The widespread of mobile communication and Online Social Network (OSN) accumulates the relevant data so that we are able to study the social networks at large scale [5, 6]. Onnela et al. [12] uncovered the existence of the weak tie effect. Eagle et al. [6] found it possible to infer 95% of friendships accurately based only on the mobile communication data. Saramäki et al. [13] showed that individuals have robust and distinctive social signatures persisting overtime. Wang et al. [11] studied the communication network from egocentric perspective, and find that the out-degree of a user plays a crucial role in affecting its ECN structure. As illustrated above, much attentions have been paid to uncovering the overall features of the ego communications networks. Ego network has also been a heated topic in the information visualization community recently. Shi et al. [14] proposed a new 1.5D visualization design to reduce the visual complexity of dynamic networks without sacrificing the topological and temporal context central to the focused ego. Liu et al. [15] raised a constrained graph layout algorithm “EgoNetCloud” on dynamic networks to prune, compress, and filter the networks in order to reveal the salient part of the network. Wu et al. [16] presented a visual analytics system named “egoSlider” for exploring and comparing dynamic citation networks from macroscope, mesoscope, and microscope levels. Cao et al. [17] proposed “TargetVue”, which detected the anomalous users of online communication system via unsupervised learning. Liu et al. [18] introduced “egoComp”, the storyflow-like links design, into the node-link graph in order to reveal the relations between two ego networks. Most of the research mainly focus on visualizing the statistical features of the peer to peer interactions within the OSNs or citation networks, but the research on detailed ego communication networks and communication patterns are still insufficient.

Directive:
In the ego network passage, why does the EgoNetCloud algorithm prune, compress, and filter dynamic networks? Please answer in one to three sentences. The items placed after this passage are separate material.

(Stored items)
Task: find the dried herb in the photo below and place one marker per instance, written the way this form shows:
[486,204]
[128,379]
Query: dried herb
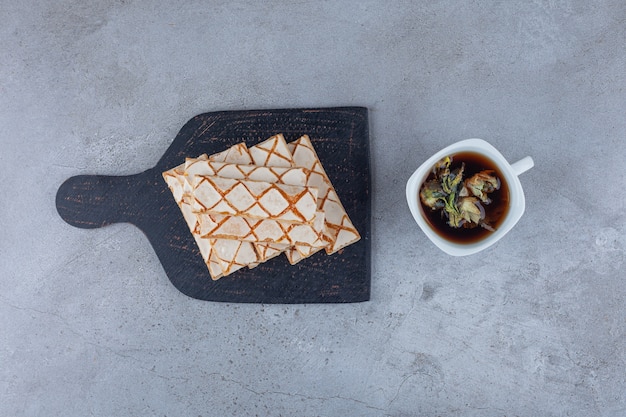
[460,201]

---

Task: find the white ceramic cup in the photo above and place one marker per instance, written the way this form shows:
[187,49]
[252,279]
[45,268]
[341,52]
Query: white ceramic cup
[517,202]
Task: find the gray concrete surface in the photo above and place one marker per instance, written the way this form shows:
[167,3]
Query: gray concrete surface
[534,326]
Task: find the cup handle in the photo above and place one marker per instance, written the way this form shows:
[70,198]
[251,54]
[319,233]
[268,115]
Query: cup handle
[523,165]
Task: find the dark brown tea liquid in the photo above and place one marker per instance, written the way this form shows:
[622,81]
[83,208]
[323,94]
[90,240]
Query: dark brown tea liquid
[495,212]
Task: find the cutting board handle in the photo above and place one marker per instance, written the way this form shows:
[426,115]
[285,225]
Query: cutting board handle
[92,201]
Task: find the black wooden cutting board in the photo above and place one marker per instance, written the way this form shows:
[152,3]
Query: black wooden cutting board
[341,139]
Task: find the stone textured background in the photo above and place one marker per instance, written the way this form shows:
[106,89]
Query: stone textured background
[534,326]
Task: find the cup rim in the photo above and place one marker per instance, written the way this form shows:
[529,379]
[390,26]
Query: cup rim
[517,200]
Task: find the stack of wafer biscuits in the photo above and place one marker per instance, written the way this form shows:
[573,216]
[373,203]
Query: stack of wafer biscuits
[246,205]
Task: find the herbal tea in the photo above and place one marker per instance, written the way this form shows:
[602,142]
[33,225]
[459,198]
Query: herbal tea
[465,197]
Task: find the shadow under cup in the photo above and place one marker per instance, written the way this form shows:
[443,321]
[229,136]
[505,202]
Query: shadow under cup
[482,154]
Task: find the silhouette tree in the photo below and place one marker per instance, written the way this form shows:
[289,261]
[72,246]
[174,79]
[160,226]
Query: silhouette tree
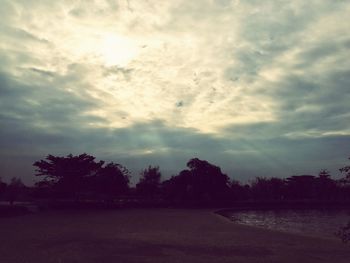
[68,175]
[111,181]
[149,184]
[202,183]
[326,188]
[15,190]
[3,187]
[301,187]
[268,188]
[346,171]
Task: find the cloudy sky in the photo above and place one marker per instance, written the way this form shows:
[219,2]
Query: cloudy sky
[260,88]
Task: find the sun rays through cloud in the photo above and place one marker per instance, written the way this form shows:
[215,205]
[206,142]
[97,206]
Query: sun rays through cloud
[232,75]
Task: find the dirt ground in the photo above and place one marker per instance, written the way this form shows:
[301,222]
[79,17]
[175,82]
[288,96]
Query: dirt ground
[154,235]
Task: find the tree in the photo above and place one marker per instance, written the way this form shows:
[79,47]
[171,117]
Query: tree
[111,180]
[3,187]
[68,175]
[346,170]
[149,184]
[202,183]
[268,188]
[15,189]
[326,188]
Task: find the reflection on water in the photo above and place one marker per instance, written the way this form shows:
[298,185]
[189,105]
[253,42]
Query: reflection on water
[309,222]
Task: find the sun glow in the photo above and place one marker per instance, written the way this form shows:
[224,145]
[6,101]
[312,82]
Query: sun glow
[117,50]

Exercise answer:
EgoNetCloud prunes, compresses, and filters dynamic networks to reveal the salient part of the network. The passage describes it as a constrained graph layout algorithm raised by Liu et al.